§ **JOBS**:
a) Rewrite the passage of the mk4 ABS wire thread that opens with the words containing "the wire is" and closes with "are you located?", swapping "heat shrink" for "electrical tape".
b) Carry on the forum thread about the cut mk4 ABS wire from the point where it stops.

======== SOURCE EXCERPT

# mk4 abs wire



## my00dub (Jan 8, 2008)

i got a 2000 vr on coils, my car is so low the abs wire got pushed out and the tire slowly cut the abs wire...any where i can get the wire besides the dealer?


----------



## Anony00GT (Mar 6, 2002)

*Re: mk4 abs wire (my00dub)*

Probably just the dealer. Is the wire repairable, or is it totally destroyed?
I'd try to repair it first, and obviously re-route it away from the tire. Might want to check your other tires too and make sure they're not rubbing anything important.


----------



## my00dub (Jan 8, 2008)

*Re: mk4 abs wire (Anony00GT)*

the wire is cut open, its still one piece? can it possibly be spliced?


----------



## Anony00GT (Mar 6, 2002)

*Re: mk4 abs wire (my00dub)*

I would put it together nicely, preferably soldered or with proper crimp connectors (NOT butt connectors)...then cover it with heat shrink, and secure it out of the way.
Is your ABS light on? If not, the wire may still be functioning even though it's cut open. In that case fix it NOW before it does cause an ABS issue.
Can you post a pic of the wire so I have a better idea what you're dealing with? I was assuming that the wire was completely broken based on your first post. Where in NJ are you located?

================
======== EXTRACTED MATERIAL

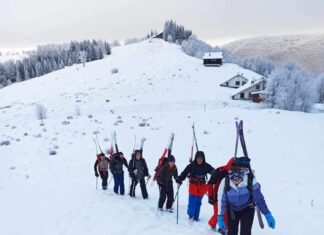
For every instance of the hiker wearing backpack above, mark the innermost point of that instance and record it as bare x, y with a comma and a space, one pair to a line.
213, 185
116, 168
164, 180
241, 194
101, 165
197, 172
138, 170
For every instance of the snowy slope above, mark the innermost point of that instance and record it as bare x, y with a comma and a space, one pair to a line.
159, 85
305, 49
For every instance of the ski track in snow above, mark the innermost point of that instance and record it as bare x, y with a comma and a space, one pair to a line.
158, 85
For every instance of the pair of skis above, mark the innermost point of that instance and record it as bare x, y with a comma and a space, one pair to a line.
194, 142
240, 137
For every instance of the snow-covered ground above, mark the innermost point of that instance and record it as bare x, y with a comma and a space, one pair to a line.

================

§ **PER-TASK OUTPUTS**:
a)
the wire is cut open, its still one piece? can it possibly be spliced?


----------



## Anony00GT (Mar 6, 2002)

*Re: mk4 abs wire (my00dub)*

I would put it together nicely, preferably soldered or with proper crimp connectors (NOT butt connectors)...then cover it with electrical tape, and secure it out of the way.
Is your ABS light on? If not, the wire may still be functioning even though it's cut open. In that case fix it NOW before it does cause an ABS issue.
Can you post a pic of the wire so I have a better idea what you're dealing with? I was assuming that the wire was completely broken based on your first post. Where in NJ are you located?

b)
_Modified by Anony00GT at 5:34 AM 4-28-2010_


----------



## my00dub (Jan 8, 2008)

*Re: mk4 abs wire (Anony00GT)*

woodbridge, the abs light is on but tht is for the wheel speed sensor which was damaged when doing an axle on the driver side


----------



## waabaah (Jun 24, 2006)

*Re: mk4 abs wire (my00dub)*

?
whos woodbridge?
abs wire and wheels speed sensor wire are the same exact thing. if its completly broken..repair the wire with whatever means. shrink wrap and soldering is the best, or shrink wrap and a crimped connector, or even twist them together if your lazy.
doesnt matter which wire goes where just as long as it is connected.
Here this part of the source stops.